======== Text for analysis ========

Data Sovereignty: The Foundation of National Security
In the 21st century, access to energy and water is no longer the only foundation of modern civilization. Increasingly, the real “oil of the 21st century” is data—personal, economic, financial, and strategic. Data determines how states operate, how companies grow, and how citizens function in everyday life. The challenge is that a significant share of Polish institutional and citizen data resides beyond the country’s borders.
The Risk of Data Beyond Borders
For years, many organizations have chosen to store their information in foreign clouds—most often operated by large American providers. The rationale seemed clear: convenience, a low barrier to entry, global reputation, and a sense of technological safety. Yet this convenience comes at a cost.
Legal frameworks and service agreements cannot fully protect users. Under U.S. law—such as the Patriot Act and the Cloud Act—American authorities can access data processed by U.S.-registered companies, regardless of where their servers are physically located. In practice, this means that the data of Polish citizens and institutions, even if stored in Frankfurt or Dublin, can still be accessed by entities outside of Poland’s legal jurisdiction.
What Happens When Access Disappears?
We rarely consider what would happen if, overnight, access to critical data was lost. Power outages can be survived with a candle. Water shortages can be managed with tankers. But if governments, banks, and businesses lose access to data, society grinds to a halt.

========

Write the next section of the data sovereignty piece, starting after its final sentence.

======== Given data ========

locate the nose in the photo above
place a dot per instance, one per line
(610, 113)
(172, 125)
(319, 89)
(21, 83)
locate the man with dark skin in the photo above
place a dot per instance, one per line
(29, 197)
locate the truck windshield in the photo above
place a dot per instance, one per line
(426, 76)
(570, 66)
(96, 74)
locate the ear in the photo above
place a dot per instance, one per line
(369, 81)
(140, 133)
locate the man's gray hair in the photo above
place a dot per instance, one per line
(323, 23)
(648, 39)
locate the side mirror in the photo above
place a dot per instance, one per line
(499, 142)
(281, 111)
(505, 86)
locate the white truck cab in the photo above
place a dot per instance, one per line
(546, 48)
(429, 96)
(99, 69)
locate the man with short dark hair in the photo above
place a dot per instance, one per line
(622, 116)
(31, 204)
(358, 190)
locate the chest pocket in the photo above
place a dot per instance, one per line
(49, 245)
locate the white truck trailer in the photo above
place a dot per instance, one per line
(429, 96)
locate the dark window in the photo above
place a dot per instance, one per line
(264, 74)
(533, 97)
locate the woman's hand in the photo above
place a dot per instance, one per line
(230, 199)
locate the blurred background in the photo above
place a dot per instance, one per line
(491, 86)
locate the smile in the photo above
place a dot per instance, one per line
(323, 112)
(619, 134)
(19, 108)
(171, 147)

========
======== Given data ========

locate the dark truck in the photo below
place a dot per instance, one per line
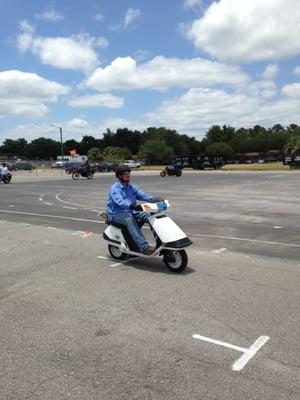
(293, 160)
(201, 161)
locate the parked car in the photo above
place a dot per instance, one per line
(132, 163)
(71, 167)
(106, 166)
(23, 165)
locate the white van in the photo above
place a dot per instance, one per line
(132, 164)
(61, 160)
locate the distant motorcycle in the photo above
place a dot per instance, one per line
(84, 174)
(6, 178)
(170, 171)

========
======== Given data ========

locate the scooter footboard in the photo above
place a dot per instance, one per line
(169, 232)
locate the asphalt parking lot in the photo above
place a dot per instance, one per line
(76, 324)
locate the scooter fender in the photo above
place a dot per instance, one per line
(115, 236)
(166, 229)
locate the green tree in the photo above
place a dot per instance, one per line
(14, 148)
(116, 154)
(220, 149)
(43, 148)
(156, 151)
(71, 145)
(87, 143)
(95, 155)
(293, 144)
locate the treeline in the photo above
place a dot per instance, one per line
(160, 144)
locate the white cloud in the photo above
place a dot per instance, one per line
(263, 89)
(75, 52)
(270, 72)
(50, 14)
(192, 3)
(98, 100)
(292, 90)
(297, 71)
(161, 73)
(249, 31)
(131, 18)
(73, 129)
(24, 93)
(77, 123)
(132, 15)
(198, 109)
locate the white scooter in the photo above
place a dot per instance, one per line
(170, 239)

========

**Response area**
This is not a hypothetical scenario. Cyberattacks, ransomware incidents, and disruptions to data availability have already paralyzed countries across the world. One command can sever entire nations from the systems that power healthcare, banking, logistics, or energy.
Lessons from Russia: Dependence Is a Strategic Risk
In May 2025, Microsoft began disconnecting Russian companies from cloud services such as Visio Online, Project Online, Power BI, and Teams, in response to Russia’s aggression against Ukraine. Many subscriptions were terminated overnight, and by September, the sanctions were extended to corporate clients registered in Russia.
This event demonstrated how geopolitical decisions can instantly affect access to technology—and how global tech corporations can become instruments of political pressure. For Poland, this is a clear warning: technological dependence is a strategic vulnerability.
Europe Leads by Example
Some European countries have already taken proactive steps. France, for instance, introduced strict regulations (HDS – Hébergement de Données de Santé) requiring that medical data be stored within the European Union by certified local providers who meet the highest security standards. The technology may be global—but control and accountability must remain local.
In Poland, however, many ministries still maintain data in outdated basement server rooms that fail to meet modern security requirements, while others rely on foreign cloud infrastructure. As a result, the state risks losing control over one of its most strategic national assets.
The Polish Cloud: Building Digital Sovereignty
A positive step forward is the Polska Chmura (“Polish Cloud”) initiative—an association of companies that operate advanced data centers in Poland. Its mission is to promote awareness and adoption of local solutions that strengthen the country’s digital independence.
Talex, as a proud member of the association and operator of one of the most highly certified data centers in Poland (EN 50600 Class 4 and ISO 22237 Class 4), advocates a simple principle: data that is strategic to national institutions and critical industries must be stored and managed locally. This is the only way to ensure independence and resilience in times of crisis.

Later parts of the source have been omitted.